▶ [Exercise directions]:
Return the records exactly as they are.
(Records supplied Opens)
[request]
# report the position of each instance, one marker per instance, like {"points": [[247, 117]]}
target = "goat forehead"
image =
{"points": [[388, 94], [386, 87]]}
(Records supplied Closes)
▶ [Completed task]:
[request]
# report the position of each instance, one marker per instance, like {"points": [[247, 117]]}
target = "goat forehead"
image =
{"points": [[388, 94], [386, 87]]}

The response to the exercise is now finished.